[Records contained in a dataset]

◇ ◇ ◇ ◇ ◇ ◇ ◇

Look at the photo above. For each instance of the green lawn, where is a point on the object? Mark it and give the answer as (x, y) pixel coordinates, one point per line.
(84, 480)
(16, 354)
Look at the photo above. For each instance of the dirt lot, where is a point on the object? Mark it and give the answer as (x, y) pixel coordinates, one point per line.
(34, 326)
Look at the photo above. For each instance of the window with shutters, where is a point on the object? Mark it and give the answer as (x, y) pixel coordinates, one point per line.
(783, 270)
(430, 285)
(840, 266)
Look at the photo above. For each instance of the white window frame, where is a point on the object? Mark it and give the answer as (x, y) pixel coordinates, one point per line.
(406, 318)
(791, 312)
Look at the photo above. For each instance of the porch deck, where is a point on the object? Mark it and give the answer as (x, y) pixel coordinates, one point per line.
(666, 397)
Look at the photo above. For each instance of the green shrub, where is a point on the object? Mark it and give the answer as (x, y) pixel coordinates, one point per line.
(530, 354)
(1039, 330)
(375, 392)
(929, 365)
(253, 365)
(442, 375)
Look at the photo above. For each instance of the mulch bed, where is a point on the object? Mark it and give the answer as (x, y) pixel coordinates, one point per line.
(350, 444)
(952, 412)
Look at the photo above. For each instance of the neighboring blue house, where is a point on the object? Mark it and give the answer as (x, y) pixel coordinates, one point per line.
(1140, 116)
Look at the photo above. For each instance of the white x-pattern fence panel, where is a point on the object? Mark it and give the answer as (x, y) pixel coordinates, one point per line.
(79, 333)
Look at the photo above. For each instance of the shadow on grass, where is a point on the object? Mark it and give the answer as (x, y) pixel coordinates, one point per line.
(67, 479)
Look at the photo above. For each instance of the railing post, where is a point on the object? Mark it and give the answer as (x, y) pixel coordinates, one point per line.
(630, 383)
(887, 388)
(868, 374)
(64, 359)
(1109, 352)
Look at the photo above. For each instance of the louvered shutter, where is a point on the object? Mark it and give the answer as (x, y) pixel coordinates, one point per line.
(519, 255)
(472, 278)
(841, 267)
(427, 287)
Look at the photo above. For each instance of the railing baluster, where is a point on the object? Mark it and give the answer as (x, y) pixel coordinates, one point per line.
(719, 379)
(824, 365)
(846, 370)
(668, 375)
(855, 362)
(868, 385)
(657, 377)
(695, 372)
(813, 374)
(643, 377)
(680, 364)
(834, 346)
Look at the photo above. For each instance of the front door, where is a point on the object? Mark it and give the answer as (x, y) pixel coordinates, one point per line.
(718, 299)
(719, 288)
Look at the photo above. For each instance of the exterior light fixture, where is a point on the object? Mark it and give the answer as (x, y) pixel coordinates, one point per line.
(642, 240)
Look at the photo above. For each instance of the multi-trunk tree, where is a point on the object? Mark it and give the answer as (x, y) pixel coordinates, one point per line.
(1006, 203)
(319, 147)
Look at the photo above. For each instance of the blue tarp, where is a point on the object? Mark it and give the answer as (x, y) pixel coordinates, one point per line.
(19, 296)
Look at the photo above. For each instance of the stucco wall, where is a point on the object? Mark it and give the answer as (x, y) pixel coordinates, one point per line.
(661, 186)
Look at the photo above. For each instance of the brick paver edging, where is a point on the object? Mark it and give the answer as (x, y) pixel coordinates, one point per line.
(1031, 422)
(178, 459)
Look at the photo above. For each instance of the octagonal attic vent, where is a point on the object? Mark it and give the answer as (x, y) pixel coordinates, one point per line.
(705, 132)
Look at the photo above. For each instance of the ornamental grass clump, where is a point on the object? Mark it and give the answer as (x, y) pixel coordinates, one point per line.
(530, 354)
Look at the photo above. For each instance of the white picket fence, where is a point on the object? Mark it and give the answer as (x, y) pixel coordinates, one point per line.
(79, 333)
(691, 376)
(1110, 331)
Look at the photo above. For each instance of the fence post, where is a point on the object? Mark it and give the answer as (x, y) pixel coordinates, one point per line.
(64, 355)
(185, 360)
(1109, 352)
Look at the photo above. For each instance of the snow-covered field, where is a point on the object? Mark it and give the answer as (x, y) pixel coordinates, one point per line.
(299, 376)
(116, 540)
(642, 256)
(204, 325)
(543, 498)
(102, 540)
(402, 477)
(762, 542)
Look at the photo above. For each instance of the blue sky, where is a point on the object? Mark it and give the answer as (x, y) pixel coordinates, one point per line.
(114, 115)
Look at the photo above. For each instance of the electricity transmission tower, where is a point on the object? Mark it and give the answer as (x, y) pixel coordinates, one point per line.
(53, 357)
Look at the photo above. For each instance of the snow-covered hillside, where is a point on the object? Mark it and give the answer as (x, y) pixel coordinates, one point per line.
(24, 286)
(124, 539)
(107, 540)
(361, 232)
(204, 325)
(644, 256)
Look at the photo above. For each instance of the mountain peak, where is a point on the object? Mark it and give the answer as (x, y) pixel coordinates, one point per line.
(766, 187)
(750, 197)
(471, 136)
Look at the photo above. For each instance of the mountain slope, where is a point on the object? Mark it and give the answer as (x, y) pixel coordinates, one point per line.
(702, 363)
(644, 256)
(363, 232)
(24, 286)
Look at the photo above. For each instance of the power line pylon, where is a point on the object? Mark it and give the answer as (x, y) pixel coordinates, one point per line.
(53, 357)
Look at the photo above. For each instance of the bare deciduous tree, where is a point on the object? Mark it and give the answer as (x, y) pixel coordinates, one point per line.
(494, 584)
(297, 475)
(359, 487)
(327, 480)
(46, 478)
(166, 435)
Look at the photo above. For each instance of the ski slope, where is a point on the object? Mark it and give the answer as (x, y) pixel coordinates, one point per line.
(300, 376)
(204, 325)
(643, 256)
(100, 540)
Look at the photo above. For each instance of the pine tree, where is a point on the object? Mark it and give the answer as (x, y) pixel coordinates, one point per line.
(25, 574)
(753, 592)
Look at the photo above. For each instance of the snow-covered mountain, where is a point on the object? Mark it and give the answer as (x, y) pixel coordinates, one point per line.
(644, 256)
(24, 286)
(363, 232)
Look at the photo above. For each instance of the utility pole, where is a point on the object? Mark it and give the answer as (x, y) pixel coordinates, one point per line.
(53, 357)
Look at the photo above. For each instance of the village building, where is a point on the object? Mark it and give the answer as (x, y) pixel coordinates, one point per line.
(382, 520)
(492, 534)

◇ ◇ ◇ ◇ ◇ ◇ ◇

**Set task**
Write out every line of the material again, exactly as it reads.

**Response to the exercise**
Look at the photo above. For each instance of the green lawn, where is a point on the object? Mark it and give the answer as (x, y) pixel coordinates, one point per line.
(84, 480)
(16, 354)
Look at the photo above. For each instance of the dirt lot, where is a point on the object? Mark it and give the answer as (x, y) pixel coordinates, one point per line.
(34, 326)
Look at the photo above. For each instance of the window with shutters, where is a point on the object? Mark it and give the answer as (x, y) pixel coordinates, one point per line.
(783, 270)
(430, 285)
(840, 266)
Look at the photo above. For each instance of the white window frame, where is a point on the object? Mark it and give the answer as (x, y) pixel coordinates, one point per line.
(406, 318)
(791, 312)
Look at the photo above. For each instance of the porch deck, where is a point on the object? Mark it and give the answer as (x, y) pixel coordinates, one point per line.
(666, 397)
Look at the photo above. For each instance of the green shrub, where is a point on the object? Mark it and give the answer as (x, y) pixel coordinates, one point per line.
(530, 354)
(1039, 330)
(375, 392)
(929, 365)
(253, 365)
(442, 375)
Look at the photo above. For each instance of the mulch bed, where is a point on the object? Mark it and give the answer as (x, y) pixel coordinates, one point per line.
(350, 444)
(952, 412)
Look at the photo above. For each instance of the neighboring blue house, where is a point on the object? Mark it and give the answer as (x, y) pixel coordinates, one point per line.
(1140, 116)
Look at the photo above. For each instance of the white x-pattern fence panel, where is a point on the object? Mark it and give the answer as (x, y) pixel coordinates, one point per line.
(79, 333)
Look at the photo above. For each instance of the shadow on grass, where is a point on the object? Mark it and give the answer as (x, y) pixel coordinates, one point per line.
(67, 479)
Look at the photo above. For each instance of the railing post, where is a point on the object? Mark it and give the answer as (x, y) pixel coordinates, one point per line.
(630, 383)
(887, 388)
(868, 374)
(64, 359)
(1109, 352)
Look at the photo above. For each instance of the louvered shutter, where is a point on the object? Mark it and give the answer as (x, y) pixel coordinates, one point per line.
(519, 255)
(472, 278)
(841, 267)
(427, 287)
Look at the photo above. For each instance of the railing baluster, where is a point on the object? Mark it and give the answer as (x, y) pixel coordinates, one point per line.
(719, 379)
(824, 365)
(846, 370)
(668, 375)
(855, 362)
(868, 385)
(657, 377)
(695, 372)
(813, 374)
(643, 377)
(680, 364)
(834, 346)
Look at the photo above. For each instance of the front door, where is a point on the object? Mark it and give the answer as (x, y) pixel coordinates, one point per line.
(718, 299)
(719, 288)
Look at the photo above. For each instance of the exterior light fixture, where is a point on the object? Mark it and give the answer as (x, y) pixel coordinates, one point per line.
(642, 240)
Look at the photo above. For each instance of the multi-trunk tree, where is a point on the object? Mark it and give the answer as (x, y) pixel coordinates, one point per line.
(1006, 203)
(319, 147)
Look at the photo above. For each instance of the blue tarp, where is a point on the object? Mark it and give the answer as (x, y) pixel coordinates, one point per line.
(19, 296)
Look at the photo above. For each instance of the stucco wall, where is a point on the object? Mark it and give the answer as (x, y) pixel coordinates, one point per line.
(661, 186)
Look at the photo above. For each instance of the brick paver edging, where is a point on the object? Mark it and give the answer as (x, y) pixel coordinates, one point per line.
(1031, 422)
(178, 459)
Look at the photo above. For each instance of the octagonal attic vent, where is a point on the object? Mark it and give the answer as (x, y) pixel coordinates, one point per line.
(705, 132)
Look at the photo above. For each instance of the ornamental grass clump, where is a point on the object? Mark it and give the answer as (x, y) pixel coordinates, one point per line.
(530, 354)
Look at the photo above. For each instance of the white picket fence, where is a point on the object? Mark it and give the answer as (x, y) pixel coordinates, one point per line.
(79, 333)
(691, 376)
(1110, 331)
Look at the photo above. For each instance of the fence post, where is a point on the object? Mark it and give the answer as (x, y) pixel coordinates, one point per line.
(64, 355)
(185, 360)
(1109, 352)
Look at the photo above. For each instance of the snow-covered field, where is a point on the object? Mark it and give the answer as (x, y) pixel coordinates, one point per line.
(299, 376)
(116, 540)
(642, 256)
(204, 325)
(543, 498)
(102, 540)
(402, 477)
(762, 542)
Look at the photo above. For each instance of the blue sky, where is a point on the object? Mark it and give the answer as (x, y) pixel coordinates, one point per line.
(114, 115)
Look at the photo above. For each instance of the electricity transmission tower, where is a point on the object? Mark it and give the answer as (x, y) pixel coordinates, one point per line.
(53, 357)
Look at the photo above. For each instance of the snow-covered hillside, where is a point on the object? Mark it and give the answer as (x, y) pixel coordinates, one point per line.
(24, 286)
(124, 539)
(107, 540)
(361, 232)
(204, 325)
(644, 256)
Look at the photo above. For each instance of the mountain peak, where is a point on the object? Mark it and give the answer as (x, y) pixel coordinates, one point per line.
(766, 187)
(750, 197)
(471, 136)
Look at the photo above. For each instance of the mountain slope, where is a point on the object? Mark it and give the answer as (x, y) pixel coordinates, one point per line.
(702, 363)
(644, 256)
(363, 232)
(24, 286)
Look at the photo above. For each instance of the power line pylon, where is a point on the object? Mark it and give the answer as (x, y) pixel coordinates, one point per line.
(53, 357)
Look at the photo above. For each instance of the bare deciduous tree, where is a point on the object? Mark it and give the answer as (x, y) pixel coordinates, one point per line.
(494, 584)
(297, 475)
(359, 487)
(327, 480)
(46, 478)
(166, 435)
Look at the photo above. For each instance of the ski slope, where is a point on the object? Mark it and give the answer as (x, y) pixel coordinates, one point per line.
(300, 376)
(204, 325)
(643, 256)
(100, 540)
Look at the photo above. For each instance of the pine tree, where is a point on the object? Mark it and give the answer as (x, y) pixel coordinates, one point per line.
(25, 574)
(753, 592)
Look at the photo above. For each instance of the snow-covered mountain, where is a point on the object? Mark it and give the answer as (x, y) pixel coordinates, one point per line.
(644, 256)
(24, 286)
(363, 232)
Look at the photo above. For each instance of the utility pole, where is a point on the object? Mark it and give the answer as (x, y) pixel coordinates, one point per line.
(53, 357)
Look at the photo above. For each instance of the village building, where is a point on the object? Mark it and give the answer as (x, y) pixel coordinates, one point per line.
(382, 520)
(492, 534)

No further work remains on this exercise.